▶ [Extracted material]:

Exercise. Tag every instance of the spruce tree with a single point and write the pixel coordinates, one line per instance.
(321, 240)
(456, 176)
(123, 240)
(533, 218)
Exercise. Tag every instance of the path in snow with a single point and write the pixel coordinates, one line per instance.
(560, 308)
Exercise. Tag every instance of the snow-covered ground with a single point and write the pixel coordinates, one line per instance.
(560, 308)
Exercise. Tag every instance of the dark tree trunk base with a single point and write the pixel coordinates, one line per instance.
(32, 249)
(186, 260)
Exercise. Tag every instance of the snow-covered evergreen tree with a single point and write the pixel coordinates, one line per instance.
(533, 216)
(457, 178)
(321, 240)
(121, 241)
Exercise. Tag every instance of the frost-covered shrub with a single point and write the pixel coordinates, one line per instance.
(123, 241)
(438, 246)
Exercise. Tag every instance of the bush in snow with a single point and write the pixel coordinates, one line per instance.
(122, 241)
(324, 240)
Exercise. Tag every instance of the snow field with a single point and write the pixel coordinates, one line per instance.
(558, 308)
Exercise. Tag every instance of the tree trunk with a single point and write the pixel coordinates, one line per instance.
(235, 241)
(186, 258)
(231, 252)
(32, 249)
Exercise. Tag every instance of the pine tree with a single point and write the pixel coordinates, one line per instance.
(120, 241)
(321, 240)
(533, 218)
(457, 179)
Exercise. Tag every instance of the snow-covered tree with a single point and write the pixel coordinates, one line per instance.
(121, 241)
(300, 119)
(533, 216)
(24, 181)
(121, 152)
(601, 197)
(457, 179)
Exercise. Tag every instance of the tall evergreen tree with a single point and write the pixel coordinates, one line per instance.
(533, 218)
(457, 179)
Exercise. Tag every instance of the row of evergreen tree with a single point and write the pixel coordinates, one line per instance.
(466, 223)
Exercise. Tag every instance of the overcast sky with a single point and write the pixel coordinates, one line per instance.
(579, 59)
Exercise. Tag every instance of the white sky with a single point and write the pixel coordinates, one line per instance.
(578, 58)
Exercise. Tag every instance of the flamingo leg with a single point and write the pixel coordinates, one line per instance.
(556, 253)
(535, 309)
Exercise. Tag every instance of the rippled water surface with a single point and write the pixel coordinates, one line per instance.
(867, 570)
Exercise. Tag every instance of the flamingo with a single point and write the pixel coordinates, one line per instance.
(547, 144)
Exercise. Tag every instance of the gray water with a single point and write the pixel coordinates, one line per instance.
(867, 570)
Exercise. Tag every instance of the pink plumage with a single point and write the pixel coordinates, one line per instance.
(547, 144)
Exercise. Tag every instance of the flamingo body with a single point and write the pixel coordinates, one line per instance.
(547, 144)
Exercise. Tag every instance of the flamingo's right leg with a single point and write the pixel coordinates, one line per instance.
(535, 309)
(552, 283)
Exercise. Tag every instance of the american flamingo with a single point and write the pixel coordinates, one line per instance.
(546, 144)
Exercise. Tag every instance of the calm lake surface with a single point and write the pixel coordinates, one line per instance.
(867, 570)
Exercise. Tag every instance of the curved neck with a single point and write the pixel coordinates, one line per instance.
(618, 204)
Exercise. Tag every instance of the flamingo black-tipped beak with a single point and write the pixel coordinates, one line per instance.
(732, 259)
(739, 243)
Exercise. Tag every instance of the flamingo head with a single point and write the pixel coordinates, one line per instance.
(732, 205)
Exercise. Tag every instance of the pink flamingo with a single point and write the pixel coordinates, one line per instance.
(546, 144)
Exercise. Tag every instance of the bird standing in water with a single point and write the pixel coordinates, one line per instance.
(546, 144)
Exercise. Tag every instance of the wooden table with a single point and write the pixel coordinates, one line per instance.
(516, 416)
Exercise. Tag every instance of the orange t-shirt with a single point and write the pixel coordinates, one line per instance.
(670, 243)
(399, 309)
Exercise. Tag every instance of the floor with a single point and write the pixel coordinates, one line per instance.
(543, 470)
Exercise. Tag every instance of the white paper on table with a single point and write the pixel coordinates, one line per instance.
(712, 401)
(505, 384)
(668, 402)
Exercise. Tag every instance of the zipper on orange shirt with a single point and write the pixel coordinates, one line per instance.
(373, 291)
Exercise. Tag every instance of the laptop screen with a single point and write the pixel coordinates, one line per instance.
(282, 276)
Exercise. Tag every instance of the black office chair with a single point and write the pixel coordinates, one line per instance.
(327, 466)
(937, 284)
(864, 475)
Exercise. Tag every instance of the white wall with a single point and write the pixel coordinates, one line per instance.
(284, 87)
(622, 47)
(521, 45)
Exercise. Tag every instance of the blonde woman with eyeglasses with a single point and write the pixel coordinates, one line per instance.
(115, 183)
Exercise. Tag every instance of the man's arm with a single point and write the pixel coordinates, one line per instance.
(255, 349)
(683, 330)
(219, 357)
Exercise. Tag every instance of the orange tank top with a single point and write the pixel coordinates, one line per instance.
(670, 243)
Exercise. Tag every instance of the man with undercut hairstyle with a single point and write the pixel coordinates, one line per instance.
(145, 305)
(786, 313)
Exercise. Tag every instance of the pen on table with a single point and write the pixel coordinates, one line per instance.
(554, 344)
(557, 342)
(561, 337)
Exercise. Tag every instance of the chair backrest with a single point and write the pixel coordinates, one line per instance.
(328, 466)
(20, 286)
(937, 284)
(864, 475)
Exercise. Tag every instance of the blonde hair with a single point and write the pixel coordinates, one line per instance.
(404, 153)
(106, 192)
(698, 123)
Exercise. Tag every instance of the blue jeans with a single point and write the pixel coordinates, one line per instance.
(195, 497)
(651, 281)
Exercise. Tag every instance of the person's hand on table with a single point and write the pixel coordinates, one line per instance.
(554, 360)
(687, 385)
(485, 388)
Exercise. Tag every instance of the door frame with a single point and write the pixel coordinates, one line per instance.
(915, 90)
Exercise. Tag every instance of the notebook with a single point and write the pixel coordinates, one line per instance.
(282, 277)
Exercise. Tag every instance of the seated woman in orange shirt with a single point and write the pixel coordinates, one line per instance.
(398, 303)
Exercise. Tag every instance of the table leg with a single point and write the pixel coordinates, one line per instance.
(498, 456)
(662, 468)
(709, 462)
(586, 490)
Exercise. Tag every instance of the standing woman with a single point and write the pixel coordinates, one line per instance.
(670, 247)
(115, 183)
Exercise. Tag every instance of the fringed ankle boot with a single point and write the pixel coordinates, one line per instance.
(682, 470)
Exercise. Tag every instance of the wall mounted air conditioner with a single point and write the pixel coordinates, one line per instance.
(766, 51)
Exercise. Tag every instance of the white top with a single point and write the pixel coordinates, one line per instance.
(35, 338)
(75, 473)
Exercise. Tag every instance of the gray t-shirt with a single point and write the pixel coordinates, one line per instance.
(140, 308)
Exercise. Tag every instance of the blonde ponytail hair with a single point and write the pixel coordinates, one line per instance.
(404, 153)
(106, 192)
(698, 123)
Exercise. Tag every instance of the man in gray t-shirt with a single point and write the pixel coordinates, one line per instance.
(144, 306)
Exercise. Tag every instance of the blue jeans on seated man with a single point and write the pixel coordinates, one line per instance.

▶ [Your assignment]:
Each line above is to be reproduced exactly. Leave none out.

▶ [Answer space]:
Exercise. Tag every instance of the spruce tree with a single point and write the pixel coordinates, one line per instance.
(321, 240)
(456, 176)
(123, 240)
(533, 218)
Exercise. Tag every instance of the path in snow with a single point and write the pixel coordinates, one line per instance.
(560, 308)
Exercise. Tag every instance of the snow-covered ground with a single point and write the pixel coordinates, one line per instance.
(560, 308)
Exercise. Tag every instance of the dark tree trunk base with a single point and write the pixel coordinates, one line per instance.
(32, 249)
(186, 260)
Exercise. Tag every instance of the snow-covered evergreen tree with a single point and write the pixel coordinates, one line per instance.
(533, 216)
(457, 178)
(321, 240)
(121, 241)
Exercise. Tag every instance of the frost-covered shrub with a single point and write the pixel coordinates, one line per instance.
(123, 241)
(438, 246)
Exercise. Tag every instance of the bush in snow with a single point and write the pixel coordinates, one line per instance.
(122, 241)
(324, 240)
Exercise. Tag every instance of the snow field with a single point and write the pixel coordinates, one line per instance.
(558, 308)
Exercise. Tag every instance of the tree trunk with a single point and write the pixel coordinates, one line per instance.
(235, 241)
(186, 258)
(231, 252)
(32, 249)
Exercise. Tag every instance of the pine tree with a single point and write the pixel coordinates, one line per instance.
(120, 241)
(321, 240)
(533, 218)
(457, 179)
Exercise. Tag every instance of the snow-covered tree with a single point and write the pixel coordinates, one line per instance.
(121, 241)
(300, 119)
(533, 216)
(24, 181)
(121, 152)
(601, 197)
(457, 179)
Exercise. Tag every instance of the tall evergreen tree with a single point and write the pixel coordinates, one line per instance.
(533, 218)
(457, 179)
Exercise. Tag every instance of the row of evergreen tree with a single point and write the pixel coordinates, one line per instance.
(466, 223)
Exercise. Tag every instance of the overcast sky with a single point and write the pixel coordinates, one line per instance.
(579, 59)
Exercise. Tag every instance of the white sky with a single point and write the pixel coordinates, one line per instance.
(578, 58)
Exercise. Tag every instance of the flamingo leg with a single point and write the pixel coordinates, one line per instance.
(556, 253)
(535, 309)
Exercise. Tag every instance of the rippled water surface with a single point and write the pixel coordinates, one line per instance.
(867, 570)
Exercise. Tag every instance of the flamingo with a single point and write the pixel coordinates, one line per instance.
(547, 144)
Exercise. Tag every instance of the gray water with a single point and write the pixel coordinates, one line per instance.
(867, 570)
Exercise. Tag every instance of the pink plumage with a single point and write the pixel coordinates, one line per instance.
(547, 144)
Exercise. Tag every instance of the flamingo body with a single point and write the pixel coordinates, one line per instance.
(547, 144)
Exercise. Tag every instance of the flamingo's right leg with a single point and write the pixel coordinates, one line per instance.
(535, 309)
(552, 283)
Exercise. Tag every instance of the american flamingo with a single point and write the pixel coordinates, one line per instance.
(546, 144)
Exercise. Tag every instance of the calm lake surface with a single point and write the pixel coordinates, one line per instance.
(867, 570)
Exercise. Tag every instance of the curved neck with a single point and write the pixel coordinates, one line per instance.
(618, 204)
Exercise. Tag every instance of the flamingo black-tipped beak with a single point and write the pixel coordinates, one line per instance.
(732, 259)
(739, 243)
Exercise. Tag every instance of the flamingo head with a single point and write the pixel coordinates, one line per instance.
(732, 205)
Exercise. Tag every instance of the pink flamingo with a single point and write the pixel coordinates, one line per instance.
(546, 144)
Exercise. Tag every instance of the bird standing in water with a single point and write the pixel coordinates, one line per instance.
(546, 144)
Exercise. Tag every instance of the wooden table with a single point and write the pixel coordinates, one line per instance.
(516, 416)
Exercise. Tag every instance of the orange t-shirt with a single point and write the pixel coordinates, one line per instance.
(670, 243)
(399, 309)
Exercise. Tag every instance of the floor with a single point and write the pixel coordinates, one line per instance.
(543, 470)
Exercise. Tag every instance of the white paper on table with a single point and write the pixel coordinates, one line per instance.
(712, 401)
(505, 384)
(668, 402)
Exercise. Tag every instance of the zipper on orange shirt with a single point and write the pixel coordinates, one line per instance.
(373, 291)
Exercise. Tag every instance of the laptop screen with a single point and write the pixel coordinates, one line per instance.
(282, 276)
Exercise. Tag every instance of the black office chair with a single point and write the pixel coordinates, one line per instance.
(327, 466)
(937, 284)
(864, 475)
Exercise. Tag every instance of the white wall with a single point and write the pixel coordinates, one line per instance.
(284, 87)
(622, 47)
(521, 45)
Exercise. Tag every instance of the blonde woman with eyeglasses with a single point and write the pixel coordinates, one line per instance.
(115, 183)
Exercise. Tag every instance of the man's arm with a single point and write the pixel coordinates, one line per instance.
(255, 349)
(683, 330)
(219, 357)
Exercise. Tag every instance of the orange tank top with a single point and write the pixel coordinates, one line per instance.
(670, 243)
Exercise. Tag every instance of the man with undercut hairstyle with a single point and write the pixel coordinates, one line per instance.
(145, 305)
(786, 313)
Exercise. Tag every instance of the pen on table with a single point and write the pixel coordinates, one line per instance.
(554, 344)
(557, 342)
(561, 337)
Exercise. Tag every instance of the chair backrest with a single point and write the pixel coordinates, one line per instance.
(328, 466)
(20, 286)
(937, 284)
(864, 475)
Exercise. Tag every instance of the blonde hair with a single point and write the pixel coordinates, one line per instance.
(404, 153)
(106, 192)
(698, 123)
Exercise. Tag every instance of the blue jeans with a single point and write the pixel coordinates, one line per instance.
(195, 497)
(651, 281)
Exercise. Tag every instance of the person's hand on table with a single point and write the pixel coordinates, one line per instance.
(554, 360)
(687, 385)
(485, 388)
Exercise. Tag every instance of the door frame with a single point and write the pixel coordinates, one line per instance.
(915, 90)
Exercise. Tag every instance of the notebook with a single point and write the pixel coordinates, one line per instance.
(282, 277)
Exercise. Tag every instance of the seated woman in orange shirt with a single point and write the pixel coordinates, one line per instance.
(398, 303)
Exercise. Tag every instance of the table leg with a single point and write the pixel coordinates, one line per instance.
(498, 456)
(662, 468)
(709, 462)
(586, 490)
Exercise. Tag every instance of the standing woman with a single point and write the pixel coordinates, one line per instance.
(670, 247)
(115, 183)
Exercise. Tag every instance of the fringed ankle boot with a single point and write the pixel coordinates, one line per instance.
(682, 470)
Exercise. Tag every instance of the wall mounted air conditioner with a single point and write the pixel coordinates, one line per instance.
(766, 51)
Exercise. Tag every instance of the white top with a single point and write the pixel coordinates, one line per instance.
(35, 338)
(75, 473)
Exercise. Tag every instance of the gray t-shirt with a single point and write the pixel coordinates, one line per instance.
(140, 308)
Exercise. Tag every instance of the blonde ponytail hair with a single point and write the pixel coordinates, one line per instance.
(404, 153)
(106, 192)
(698, 123)
Exercise. Tag every instance of the man in gray t-shirt with a single point and write the pixel coordinates, one line per instance.
(144, 306)
Exercise. Tag every instance of the blue jeans on seated man with a single point and write the pixel coordinates, one line per instance.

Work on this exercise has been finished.